_Textauszug:_
Betrachtet man den Anteil der Erneuerbaren am Bruttoendenergiebedarf (19,7% im Jahre 2021) wird offensichtlich, dass Deutschland unausweichlich (verschärftes Klimaschutzgesetz) auf eine Katastrophe zusteuert.
https://www.umweltbundesamt.de/daten/energie/energieverbrauch-nach-energietraegern-sektoren#anteil-erneuerbarer-energien-am-gesamten-bruttoendenergieverbrauch

Konservativer2
1 Jahr her

Kohle wird knapp? Echt jetzt? Doch nicht dieselbe Kohle, die in rauhen Mengen unter unseren Füßen schlummert, an die wir aber wegen einer Sch…entscheidung nicht mehr rankommen?

Das musste so kommen. Das ist das Resultat der verbrannte-Erde-Politik. Wir hier brauchen keinen Krieg, um uns selbst auszurotten. Wir haben CDU/CSU, SPD und die Grünen.

_Gegebene Angaben:_
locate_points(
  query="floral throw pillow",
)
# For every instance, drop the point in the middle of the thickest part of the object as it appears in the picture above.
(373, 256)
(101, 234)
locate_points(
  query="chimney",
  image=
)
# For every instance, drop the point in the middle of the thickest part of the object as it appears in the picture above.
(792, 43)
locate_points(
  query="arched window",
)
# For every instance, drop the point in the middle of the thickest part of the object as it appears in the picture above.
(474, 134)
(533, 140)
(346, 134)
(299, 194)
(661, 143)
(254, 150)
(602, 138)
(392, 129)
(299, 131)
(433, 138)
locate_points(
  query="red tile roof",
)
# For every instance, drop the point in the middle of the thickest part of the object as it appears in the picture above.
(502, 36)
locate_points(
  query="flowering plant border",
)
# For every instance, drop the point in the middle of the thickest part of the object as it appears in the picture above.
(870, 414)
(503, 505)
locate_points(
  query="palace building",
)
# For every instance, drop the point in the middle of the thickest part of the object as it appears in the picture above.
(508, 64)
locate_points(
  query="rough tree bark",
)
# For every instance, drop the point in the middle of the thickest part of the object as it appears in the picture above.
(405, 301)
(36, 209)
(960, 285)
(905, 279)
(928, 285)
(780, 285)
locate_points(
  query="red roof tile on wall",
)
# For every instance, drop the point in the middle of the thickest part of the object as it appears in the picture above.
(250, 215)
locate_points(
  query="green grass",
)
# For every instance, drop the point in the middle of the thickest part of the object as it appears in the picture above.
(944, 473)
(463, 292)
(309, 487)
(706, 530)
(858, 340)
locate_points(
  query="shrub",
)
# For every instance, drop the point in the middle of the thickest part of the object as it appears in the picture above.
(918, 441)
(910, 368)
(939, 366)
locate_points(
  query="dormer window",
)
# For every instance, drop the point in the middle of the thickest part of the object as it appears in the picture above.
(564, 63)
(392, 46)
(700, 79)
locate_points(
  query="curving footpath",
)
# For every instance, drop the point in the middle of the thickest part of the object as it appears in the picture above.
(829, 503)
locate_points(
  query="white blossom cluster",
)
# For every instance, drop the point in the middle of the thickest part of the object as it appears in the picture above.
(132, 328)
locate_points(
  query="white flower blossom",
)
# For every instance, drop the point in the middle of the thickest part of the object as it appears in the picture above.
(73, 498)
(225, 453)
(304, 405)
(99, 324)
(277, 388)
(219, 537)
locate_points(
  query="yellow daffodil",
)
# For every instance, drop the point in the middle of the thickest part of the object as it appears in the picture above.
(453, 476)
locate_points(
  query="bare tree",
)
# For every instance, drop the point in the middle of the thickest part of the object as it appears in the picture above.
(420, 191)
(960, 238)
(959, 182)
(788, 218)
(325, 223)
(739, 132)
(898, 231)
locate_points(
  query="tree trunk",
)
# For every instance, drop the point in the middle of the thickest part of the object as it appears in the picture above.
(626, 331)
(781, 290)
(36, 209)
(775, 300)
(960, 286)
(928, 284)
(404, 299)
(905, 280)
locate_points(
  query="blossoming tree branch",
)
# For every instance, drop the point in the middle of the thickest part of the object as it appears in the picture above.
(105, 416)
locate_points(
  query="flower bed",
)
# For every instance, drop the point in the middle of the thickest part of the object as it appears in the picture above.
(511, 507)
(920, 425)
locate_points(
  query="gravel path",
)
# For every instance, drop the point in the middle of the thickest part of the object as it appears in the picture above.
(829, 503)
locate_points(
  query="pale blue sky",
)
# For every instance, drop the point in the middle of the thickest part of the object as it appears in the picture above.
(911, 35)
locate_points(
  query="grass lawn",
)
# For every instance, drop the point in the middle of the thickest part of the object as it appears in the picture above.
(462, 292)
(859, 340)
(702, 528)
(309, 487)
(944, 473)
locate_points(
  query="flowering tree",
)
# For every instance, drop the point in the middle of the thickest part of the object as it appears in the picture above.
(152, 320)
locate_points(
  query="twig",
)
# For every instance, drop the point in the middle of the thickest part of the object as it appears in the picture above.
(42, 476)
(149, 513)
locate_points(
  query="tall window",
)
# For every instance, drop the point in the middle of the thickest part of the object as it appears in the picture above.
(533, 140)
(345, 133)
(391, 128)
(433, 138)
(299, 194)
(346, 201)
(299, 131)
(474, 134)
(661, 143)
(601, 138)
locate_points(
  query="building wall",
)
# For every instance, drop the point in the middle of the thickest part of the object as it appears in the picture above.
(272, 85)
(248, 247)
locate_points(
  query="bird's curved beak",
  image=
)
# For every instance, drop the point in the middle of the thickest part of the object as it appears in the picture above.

_Deine Aufgabe 1:_
Beantworte diese Fragen zum Textauszug oben:
(a) Wie hoch war laut Text der Anteil der Erneuerbaren am Bruttoendenergiebedarf im Jahr 2021?
(b) Was schlummert laut dem zweiten Kommentar in rauhen Mengen unter unseren Füßen?
(c) Welche Parteien werden im letzten Satz genannt?
_Deine Aufgabe 2:_ Entnimm dem Textauszug die Stelle von „Betrachtet man den“ bis einschließlich „eine Katastrophe zusteuert.“ und gib sie Wort für Wort wieder.

_Vollständige Antwort 1:_
(a) 19,7%
(b) Kohle
(c) CDU/CSU, SPD und die Grünen

_Vollständige Antwort 2:_
Betrachtet man den Anteil der Erneuerbaren am Bruttoendenergiebedarf (19,7% im Jahre 2021) wird offensichtlich, dass Deutschland unausweichlich (verschärftes Klimaschutzgesetz) auf eine Katastrophe zusteuert.